# [Input data]
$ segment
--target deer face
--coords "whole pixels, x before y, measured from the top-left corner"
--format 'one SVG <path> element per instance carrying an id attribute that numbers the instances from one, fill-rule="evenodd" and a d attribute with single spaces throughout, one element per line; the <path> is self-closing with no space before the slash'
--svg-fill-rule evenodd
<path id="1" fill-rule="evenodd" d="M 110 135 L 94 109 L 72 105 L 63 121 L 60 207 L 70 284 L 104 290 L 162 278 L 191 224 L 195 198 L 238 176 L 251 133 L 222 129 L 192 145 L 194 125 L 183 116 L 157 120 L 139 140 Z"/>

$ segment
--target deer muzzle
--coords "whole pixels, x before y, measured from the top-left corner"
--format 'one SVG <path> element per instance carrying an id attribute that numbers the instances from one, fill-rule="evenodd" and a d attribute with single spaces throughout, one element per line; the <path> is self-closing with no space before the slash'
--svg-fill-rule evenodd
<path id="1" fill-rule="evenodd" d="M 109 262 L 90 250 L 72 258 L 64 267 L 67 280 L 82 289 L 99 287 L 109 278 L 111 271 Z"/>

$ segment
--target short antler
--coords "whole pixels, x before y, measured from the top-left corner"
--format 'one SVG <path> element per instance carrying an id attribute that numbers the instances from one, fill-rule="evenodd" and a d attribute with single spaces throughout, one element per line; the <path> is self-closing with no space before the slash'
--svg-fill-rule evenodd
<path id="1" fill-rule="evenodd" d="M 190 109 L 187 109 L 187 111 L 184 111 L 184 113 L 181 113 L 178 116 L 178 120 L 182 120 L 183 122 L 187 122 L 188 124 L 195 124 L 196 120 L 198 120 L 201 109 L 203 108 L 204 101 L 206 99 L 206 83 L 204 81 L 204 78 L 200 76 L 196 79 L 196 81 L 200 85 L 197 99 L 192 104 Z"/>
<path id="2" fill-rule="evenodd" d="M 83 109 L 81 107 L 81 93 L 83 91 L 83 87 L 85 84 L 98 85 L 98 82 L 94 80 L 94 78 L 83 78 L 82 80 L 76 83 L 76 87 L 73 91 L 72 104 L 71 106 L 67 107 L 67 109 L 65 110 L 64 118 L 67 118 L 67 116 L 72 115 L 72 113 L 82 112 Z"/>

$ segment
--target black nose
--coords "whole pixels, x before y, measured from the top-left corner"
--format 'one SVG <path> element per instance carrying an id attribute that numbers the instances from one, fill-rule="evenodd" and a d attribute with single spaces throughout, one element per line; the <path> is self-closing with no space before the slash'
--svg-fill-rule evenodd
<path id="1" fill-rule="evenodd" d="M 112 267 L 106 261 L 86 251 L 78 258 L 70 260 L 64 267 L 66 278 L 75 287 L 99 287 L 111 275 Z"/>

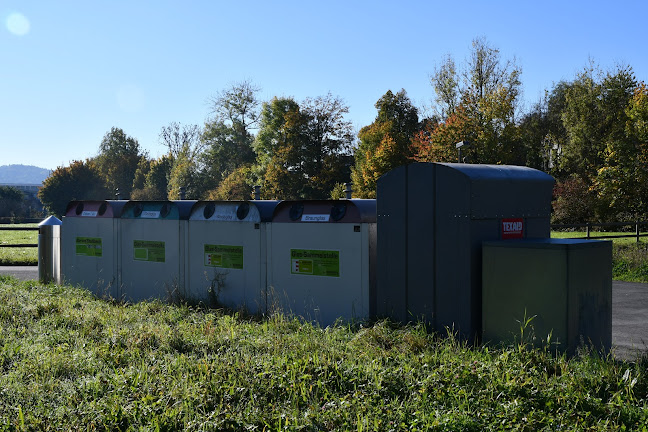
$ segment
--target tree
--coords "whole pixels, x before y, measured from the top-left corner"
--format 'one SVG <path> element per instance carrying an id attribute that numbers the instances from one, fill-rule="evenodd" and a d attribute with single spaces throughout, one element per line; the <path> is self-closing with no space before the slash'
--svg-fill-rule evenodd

...

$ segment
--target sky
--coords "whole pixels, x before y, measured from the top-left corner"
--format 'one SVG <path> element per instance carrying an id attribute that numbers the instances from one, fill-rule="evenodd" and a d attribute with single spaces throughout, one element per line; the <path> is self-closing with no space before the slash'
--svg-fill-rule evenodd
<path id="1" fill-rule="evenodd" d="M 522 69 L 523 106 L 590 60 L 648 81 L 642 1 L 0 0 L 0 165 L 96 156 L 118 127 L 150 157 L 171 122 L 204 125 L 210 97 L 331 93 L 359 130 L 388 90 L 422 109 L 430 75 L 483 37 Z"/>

---

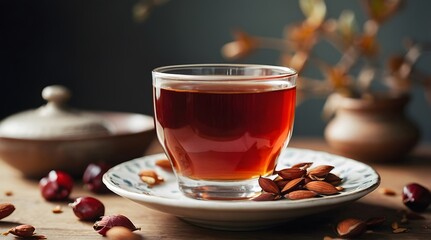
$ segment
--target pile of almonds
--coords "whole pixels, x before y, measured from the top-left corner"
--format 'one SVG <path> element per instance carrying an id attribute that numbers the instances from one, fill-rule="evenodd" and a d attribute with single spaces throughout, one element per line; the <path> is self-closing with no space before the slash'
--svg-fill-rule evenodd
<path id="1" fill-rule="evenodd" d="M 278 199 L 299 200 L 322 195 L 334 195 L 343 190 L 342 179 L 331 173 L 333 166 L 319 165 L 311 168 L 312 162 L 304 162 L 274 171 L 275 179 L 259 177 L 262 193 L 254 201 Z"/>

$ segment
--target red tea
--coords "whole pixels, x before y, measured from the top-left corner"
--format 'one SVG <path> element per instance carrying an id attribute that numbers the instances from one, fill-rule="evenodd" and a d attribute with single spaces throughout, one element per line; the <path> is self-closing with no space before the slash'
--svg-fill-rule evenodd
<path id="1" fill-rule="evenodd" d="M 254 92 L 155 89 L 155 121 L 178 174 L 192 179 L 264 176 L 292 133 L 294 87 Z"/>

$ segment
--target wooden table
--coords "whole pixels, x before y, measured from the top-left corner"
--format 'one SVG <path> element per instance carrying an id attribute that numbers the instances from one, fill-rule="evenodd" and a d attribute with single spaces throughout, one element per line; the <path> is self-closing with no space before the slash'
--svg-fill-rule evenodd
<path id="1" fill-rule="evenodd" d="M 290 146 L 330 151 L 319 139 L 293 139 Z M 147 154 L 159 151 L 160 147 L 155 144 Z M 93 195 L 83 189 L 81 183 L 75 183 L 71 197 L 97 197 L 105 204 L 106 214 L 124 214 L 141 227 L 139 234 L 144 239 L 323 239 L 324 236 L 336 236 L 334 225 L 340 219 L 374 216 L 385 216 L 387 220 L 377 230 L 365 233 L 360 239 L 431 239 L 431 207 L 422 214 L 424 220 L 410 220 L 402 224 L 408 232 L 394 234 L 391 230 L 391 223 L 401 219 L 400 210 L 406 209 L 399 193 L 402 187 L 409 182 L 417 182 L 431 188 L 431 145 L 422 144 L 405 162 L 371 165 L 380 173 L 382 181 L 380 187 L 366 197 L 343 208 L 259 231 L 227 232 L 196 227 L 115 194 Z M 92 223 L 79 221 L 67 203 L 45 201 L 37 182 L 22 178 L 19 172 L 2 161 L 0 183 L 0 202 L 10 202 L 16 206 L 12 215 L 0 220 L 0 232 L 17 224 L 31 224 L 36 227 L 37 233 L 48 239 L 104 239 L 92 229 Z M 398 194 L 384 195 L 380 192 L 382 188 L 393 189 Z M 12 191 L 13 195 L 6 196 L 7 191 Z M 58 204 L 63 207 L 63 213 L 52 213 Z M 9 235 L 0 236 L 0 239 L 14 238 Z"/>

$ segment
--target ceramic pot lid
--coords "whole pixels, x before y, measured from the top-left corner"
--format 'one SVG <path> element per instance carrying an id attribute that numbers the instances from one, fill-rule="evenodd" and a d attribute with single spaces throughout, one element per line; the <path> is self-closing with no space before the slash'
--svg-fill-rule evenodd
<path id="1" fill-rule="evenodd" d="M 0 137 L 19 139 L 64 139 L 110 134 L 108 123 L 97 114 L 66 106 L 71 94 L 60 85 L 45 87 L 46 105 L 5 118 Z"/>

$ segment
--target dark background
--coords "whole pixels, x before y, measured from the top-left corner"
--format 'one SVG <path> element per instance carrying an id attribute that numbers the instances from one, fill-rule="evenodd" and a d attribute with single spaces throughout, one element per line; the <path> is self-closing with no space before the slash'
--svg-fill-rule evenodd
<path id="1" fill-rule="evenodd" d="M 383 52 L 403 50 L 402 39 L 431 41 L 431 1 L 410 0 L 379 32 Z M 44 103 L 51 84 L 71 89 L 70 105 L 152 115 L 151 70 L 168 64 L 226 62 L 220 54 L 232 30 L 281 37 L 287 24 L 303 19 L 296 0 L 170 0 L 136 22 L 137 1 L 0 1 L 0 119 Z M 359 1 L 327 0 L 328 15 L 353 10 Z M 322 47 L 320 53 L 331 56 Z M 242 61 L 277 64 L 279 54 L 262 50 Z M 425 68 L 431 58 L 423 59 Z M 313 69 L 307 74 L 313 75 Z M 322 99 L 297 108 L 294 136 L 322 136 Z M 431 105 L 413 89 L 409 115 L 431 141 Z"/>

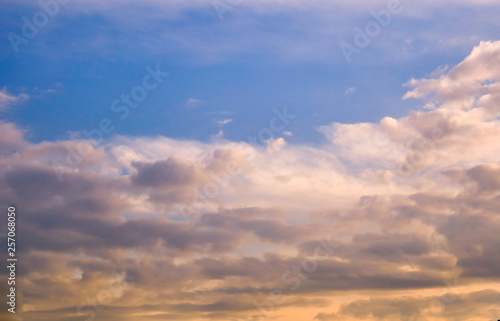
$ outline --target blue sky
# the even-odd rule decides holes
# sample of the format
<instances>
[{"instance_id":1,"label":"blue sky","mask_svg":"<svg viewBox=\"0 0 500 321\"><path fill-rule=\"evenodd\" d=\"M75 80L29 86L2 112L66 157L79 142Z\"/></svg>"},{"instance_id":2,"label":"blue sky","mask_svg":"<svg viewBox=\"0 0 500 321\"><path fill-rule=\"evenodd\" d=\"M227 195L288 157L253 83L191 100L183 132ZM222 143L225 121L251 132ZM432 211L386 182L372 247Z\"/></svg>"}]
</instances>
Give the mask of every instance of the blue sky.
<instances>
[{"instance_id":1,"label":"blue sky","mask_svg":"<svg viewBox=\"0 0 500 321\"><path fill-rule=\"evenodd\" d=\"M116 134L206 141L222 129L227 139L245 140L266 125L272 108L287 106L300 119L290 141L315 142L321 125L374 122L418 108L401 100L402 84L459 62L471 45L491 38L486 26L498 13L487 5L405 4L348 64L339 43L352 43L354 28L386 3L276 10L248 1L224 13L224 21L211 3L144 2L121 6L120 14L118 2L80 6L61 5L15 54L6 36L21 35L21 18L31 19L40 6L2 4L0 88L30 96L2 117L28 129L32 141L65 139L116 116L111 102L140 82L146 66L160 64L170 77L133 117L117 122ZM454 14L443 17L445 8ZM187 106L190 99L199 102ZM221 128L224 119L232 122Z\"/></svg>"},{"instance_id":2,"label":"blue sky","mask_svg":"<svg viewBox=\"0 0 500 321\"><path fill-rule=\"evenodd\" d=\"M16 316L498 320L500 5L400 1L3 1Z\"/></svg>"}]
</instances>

# [Work item]
Scan the preceding records for lines with the word "deer". Say how many there are and nothing else.

# [Task answer]
2